Exercise brief:
Only one portion of the data is to be written out: from the line bearing "Indicate one point for each instance of the shirt collar" through the line bearing "Indicate one point for each instance of the woman's hand". Write it exactly as it appears.

Data for analysis:
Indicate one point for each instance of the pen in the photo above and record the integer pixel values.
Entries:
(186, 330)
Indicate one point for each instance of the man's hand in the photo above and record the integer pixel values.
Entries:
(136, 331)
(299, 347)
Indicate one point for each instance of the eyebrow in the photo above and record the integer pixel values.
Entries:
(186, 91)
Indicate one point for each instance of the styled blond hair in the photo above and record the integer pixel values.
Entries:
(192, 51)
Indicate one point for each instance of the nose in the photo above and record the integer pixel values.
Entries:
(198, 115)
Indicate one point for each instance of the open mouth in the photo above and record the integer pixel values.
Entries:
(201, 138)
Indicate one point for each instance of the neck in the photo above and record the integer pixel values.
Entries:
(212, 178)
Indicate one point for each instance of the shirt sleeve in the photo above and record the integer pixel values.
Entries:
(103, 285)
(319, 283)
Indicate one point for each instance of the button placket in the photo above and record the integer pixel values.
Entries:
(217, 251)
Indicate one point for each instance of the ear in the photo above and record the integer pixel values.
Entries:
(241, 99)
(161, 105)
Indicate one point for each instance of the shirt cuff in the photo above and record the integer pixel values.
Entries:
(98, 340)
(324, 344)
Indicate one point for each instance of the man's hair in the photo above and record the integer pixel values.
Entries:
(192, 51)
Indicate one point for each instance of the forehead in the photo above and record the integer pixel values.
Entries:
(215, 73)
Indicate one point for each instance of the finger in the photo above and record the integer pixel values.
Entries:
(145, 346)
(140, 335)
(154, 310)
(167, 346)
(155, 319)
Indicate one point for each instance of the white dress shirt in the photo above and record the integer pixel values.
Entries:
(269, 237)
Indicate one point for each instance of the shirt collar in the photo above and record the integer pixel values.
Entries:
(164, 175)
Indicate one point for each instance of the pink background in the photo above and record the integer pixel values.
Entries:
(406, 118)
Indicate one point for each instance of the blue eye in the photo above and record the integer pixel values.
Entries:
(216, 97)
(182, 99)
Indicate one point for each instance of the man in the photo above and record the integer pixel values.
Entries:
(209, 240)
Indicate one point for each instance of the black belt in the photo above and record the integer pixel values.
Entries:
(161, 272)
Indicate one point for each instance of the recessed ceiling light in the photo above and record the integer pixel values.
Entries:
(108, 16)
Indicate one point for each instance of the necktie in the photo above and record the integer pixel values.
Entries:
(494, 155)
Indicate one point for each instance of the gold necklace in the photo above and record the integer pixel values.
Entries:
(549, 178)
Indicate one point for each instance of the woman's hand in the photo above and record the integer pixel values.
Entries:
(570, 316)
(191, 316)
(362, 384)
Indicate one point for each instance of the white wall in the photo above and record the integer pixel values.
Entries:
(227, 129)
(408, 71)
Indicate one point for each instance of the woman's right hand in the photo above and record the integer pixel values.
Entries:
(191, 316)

Reply to the exercise:
Indicate one point for each instance of the shirt collar in the photo above and record the integer pixel values.
Entries:
(164, 175)
Indicate one point for each instance of the pink background in the photo above and record the integer pixel values.
Entries:
(406, 118)
Indicate one point for each instance of the blue eye in the photo above and record the integer pixel values.
Entries:
(216, 97)
(182, 99)
Indicate one point for each instance of the man in the photo above and record the integer pixel values.
Entries:
(209, 240)
Indicate one point for each instance of the black belt in the photo above and record the integer pixel values.
Entries:
(161, 272)
Indicate one point for each instance of the recessed ceiling light in the photo above and record the integer pixel values.
Entries:
(108, 16)
Indicate one point for each instance of the necktie in the photo above and record the integer pixel values.
Entries:
(494, 155)
Indicate one point for each instance of the gold necklace in the photo above and record the integer pixel values.
Entries:
(549, 178)
Indicate one point for each instance of the woman's hand in the photo above and record the integer pixel values.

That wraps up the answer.